_What you should do_
Please rewrite every line of the rows below as a numbered list, leaving out the blank lines.

_Segmentation annotation records_
□ □ □ □ □ □ □

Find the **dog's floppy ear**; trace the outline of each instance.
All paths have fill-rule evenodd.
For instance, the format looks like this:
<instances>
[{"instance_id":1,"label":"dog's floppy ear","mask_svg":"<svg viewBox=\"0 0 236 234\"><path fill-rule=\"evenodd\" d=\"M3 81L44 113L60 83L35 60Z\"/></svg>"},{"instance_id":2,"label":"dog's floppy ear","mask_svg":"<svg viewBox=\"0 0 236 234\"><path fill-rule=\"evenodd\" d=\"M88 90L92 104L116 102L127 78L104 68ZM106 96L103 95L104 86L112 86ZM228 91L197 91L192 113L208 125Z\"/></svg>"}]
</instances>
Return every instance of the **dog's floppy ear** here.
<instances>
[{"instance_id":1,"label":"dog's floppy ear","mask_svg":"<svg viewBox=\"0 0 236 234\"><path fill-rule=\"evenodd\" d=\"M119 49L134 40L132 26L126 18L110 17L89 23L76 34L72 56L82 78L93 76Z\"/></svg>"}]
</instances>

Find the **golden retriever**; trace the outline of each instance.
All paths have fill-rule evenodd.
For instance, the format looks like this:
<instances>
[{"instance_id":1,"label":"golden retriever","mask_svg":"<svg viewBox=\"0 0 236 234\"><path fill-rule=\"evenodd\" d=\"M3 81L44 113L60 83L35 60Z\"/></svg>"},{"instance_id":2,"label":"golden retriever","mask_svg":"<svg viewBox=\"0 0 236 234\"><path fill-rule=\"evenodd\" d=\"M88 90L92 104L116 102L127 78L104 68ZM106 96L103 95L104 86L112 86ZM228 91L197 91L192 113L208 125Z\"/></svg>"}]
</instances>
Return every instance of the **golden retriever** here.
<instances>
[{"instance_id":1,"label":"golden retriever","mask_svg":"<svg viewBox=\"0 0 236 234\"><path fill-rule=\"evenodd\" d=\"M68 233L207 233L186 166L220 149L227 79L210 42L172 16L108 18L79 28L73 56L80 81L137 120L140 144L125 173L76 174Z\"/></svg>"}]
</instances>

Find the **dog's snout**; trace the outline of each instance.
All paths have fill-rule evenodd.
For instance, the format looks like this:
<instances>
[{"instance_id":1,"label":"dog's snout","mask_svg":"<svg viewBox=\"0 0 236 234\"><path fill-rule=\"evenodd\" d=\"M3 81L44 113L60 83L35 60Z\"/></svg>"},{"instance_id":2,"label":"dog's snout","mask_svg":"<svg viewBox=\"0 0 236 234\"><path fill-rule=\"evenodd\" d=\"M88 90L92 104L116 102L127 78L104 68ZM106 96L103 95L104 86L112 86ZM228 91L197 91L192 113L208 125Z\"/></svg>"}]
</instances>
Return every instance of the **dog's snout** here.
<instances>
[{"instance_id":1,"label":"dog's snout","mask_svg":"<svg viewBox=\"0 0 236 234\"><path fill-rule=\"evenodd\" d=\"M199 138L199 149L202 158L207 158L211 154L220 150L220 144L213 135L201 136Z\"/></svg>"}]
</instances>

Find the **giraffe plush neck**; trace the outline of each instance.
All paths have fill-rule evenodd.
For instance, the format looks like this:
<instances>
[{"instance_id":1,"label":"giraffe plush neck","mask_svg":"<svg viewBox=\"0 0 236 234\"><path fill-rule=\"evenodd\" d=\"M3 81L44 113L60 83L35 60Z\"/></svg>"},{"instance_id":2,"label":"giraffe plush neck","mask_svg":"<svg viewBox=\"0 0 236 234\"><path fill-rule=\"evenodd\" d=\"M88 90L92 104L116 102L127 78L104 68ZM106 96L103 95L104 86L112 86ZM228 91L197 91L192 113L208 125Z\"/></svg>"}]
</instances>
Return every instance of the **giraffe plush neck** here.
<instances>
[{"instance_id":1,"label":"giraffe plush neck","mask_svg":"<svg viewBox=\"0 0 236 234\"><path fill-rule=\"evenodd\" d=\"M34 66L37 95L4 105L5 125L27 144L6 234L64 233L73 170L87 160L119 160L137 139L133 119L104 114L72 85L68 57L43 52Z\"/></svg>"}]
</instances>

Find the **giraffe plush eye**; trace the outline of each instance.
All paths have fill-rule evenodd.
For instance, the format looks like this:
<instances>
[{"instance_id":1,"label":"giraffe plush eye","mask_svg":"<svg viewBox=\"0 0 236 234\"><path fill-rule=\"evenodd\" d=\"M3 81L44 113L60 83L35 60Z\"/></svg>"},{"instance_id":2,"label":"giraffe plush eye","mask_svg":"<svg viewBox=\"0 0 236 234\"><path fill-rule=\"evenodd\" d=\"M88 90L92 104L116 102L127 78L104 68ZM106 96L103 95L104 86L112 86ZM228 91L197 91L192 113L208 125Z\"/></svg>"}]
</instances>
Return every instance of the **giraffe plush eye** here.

□ □ □ □ □ □ □

_Result below_
1. Find the **dog's floppy ear**; trace the outline of each instance.
2. All paths have fill-rule evenodd.
3. For instance, the format looks like this:
4. <instances>
5. [{"instance_id":1,"label":"dog's floppy ear","mask_svg":"<svg viewBox=\"0 0 236 234\"><path fill-rule=\"evenodd\" d=\"M3 81L44 113L60 83L35 60Z\"/></svg>"},{"instance_id":2,"label":"dog's floppy ear","mask_svg":"<svg viewBox=\"0 0 236 234\"><path fill-rule=\"evenodd\" d=\"M88 90L92 104L116 102L127 78L104 68ZM106 96L103 95L104 86L112 86ZM228 91L197 91L192 113L208 125Z\"/></svg>"}]
6. </instances>
7. Return every instance of the **dog's floppy ear** here.
8. <instances>
9. [{"instance_id":1,"label":"dog's floppy ear","mask_svg":"<svg viewBox=\"0 0 236 234\"><path fill-rule=\"evenodd\" d=\"M119 49L134 40L132 26L126 18L110 17L89 23L76 34L72 56L82 78L93 76Z\"/></svg>"}]
10. </instances>
11. Find the **golden retriever**; trace the outline of each instance.
12. All paths have fill-rule evenodd.
13. For instance, the format looks like this:
14. <instances>
15. [{"instance_id":1,"label":"golden retriever","mask_svg":"<svg viewBox=\"0 0 236 234\"><path fill-rule=\"evenodd\" d=\"M3 81L44 113L60 83L35 60Z\"/></svg>"},{"instance_id":2,"label":"golden retriever","mask_svg":"<svg viewBox=\"0 0 236 234\"><path fill-rule=\"evenodd\" d=\"M88 90L92 104L116 102L127 78L104 68ZM106 96L103 95L104 86L112 86ZM228 91L197 91L192 113L208 125Z\"/></svg>"}]
16. </instances>
17. Return every instance of the **golden retriever** here.
18. <instances>
19. [{"instance_id":1,"label":"golden retriever","mask_svg":"<svg viewBox=\"0 0 236 234\"><path fill-rule=\"evenodd\" d=\"M68 233L207 233L186 166L220 149L227 79L210 42L172 16L108 18L79 28L73 56L80 81L137 120L140 144L125 173L76 174Z\"/></svg>"}]
20. </instances>
21. Find the **dog's snout**; trace the outline of each instance.
22. All paths have fill-rule evenodd.
23. For instance, the format looks like this:
24. <instances>
25. [{"instance_id":1,"label":"dog's snout","mask_svg":"<svg viewBox=\"0 0 236 234\"><path fill-rule=\"evenodd\" d=\"M3 81L44 113L60 83L35 60Z\"/></svg>"},{"instance_id":2,"label":"dog's snout","mask_svg":"<svg viewBox=\"0 0 236 234\"><path fill-rule=\"evenodd\" d=\"M88 90L92 104L116 102L127 78L104 68ZM106 96L103 95L104 86L112 86ZM228 91L197 91L192 113L208 125Z\"/></svg>"}]
26. </instances>
27. Return every instance of the **dog's snout** here.
28. <instances>
29. [{"instance_id":1,"label":"dog's snout","mask_svg":"<svg viewBox=\"0 0 236 234\"><path fill-rule=\"evenodd\" d=\"M199 138L199 149L202 158L207 158L211 154L220 150L220 144L213 135L201 136Z\"/></svg>"}]
30. </instances>
31. Find the **giraffe plush neck**; trace the outline of each instance.
32. All paths have fill-rule evenodd.
33. For instance, the format looks like this:
34. <instances>
35. [{"instance_id":1,"label":"giraffe plush neck","mask_svg":"<svg viewBox=\"0 0 236 234\"><path fill-rule=\"evenodd\" d=\"M3 81L44 113L60 83L35 60Z\"/></svg>"},{"instance_id":2,"label":"giraffe plush neck","mask_svg":"<svg viewBox=\"0 0 236 234\"><path fill-rule=\"evenodd\" d=\"M88 90L92 104L116 102L127 78L104 68ZM106 96L103 95L104 86L112 86ZM228 91L197 91L192 113L208 125Z\"/></svg>"}]
36. </instances>
37. Return every instance of the **giraffe plush neck** here.
38. <instances>
39. [{"instance_id":1,"label":"giraffe plush neck","mask_svg":"<svg viewBox=\"0 0 236 234\"><path fill-rule=\"evenodd\" d=\"M34 66L37 95L4 105L5 125L27 144L6 234L64 233L73 170L87 160L119 160L137 139L133 119L104 114L72 85L68 57L43 52Z\"/></svg>"}]
40. </instances>
41. Find the **giraffe plush eye**; trace the outline of each instance.
42. All paths have fill-rule evenodd.
43. For instance, the format looks like this:
44. <instances>
45. [{"instance_id":1,"label":"giraffe plush eye","mask_svg":"<svg viewBox=\"0 0 236 234\"><path fill-rule=\"evenodd\" d=\"M3 81L44 113L60 83L35 60Z\"/></svg>"},{"instance_id":2,"label":"giraffe plush eye","mask_svg":"<svg viewBox=\"0 0 236 234\"><path fill-rule=\"evenodd\" d=\"M88 90L92 104L116 102L127 78L104 68ZM106 96L103 95L104 86L112 86ZM228 91L197 91L192 113L208 125Z\"/></svg>"}]
46. </instances>
47. Return every instance of the **giraffe plush eye** here.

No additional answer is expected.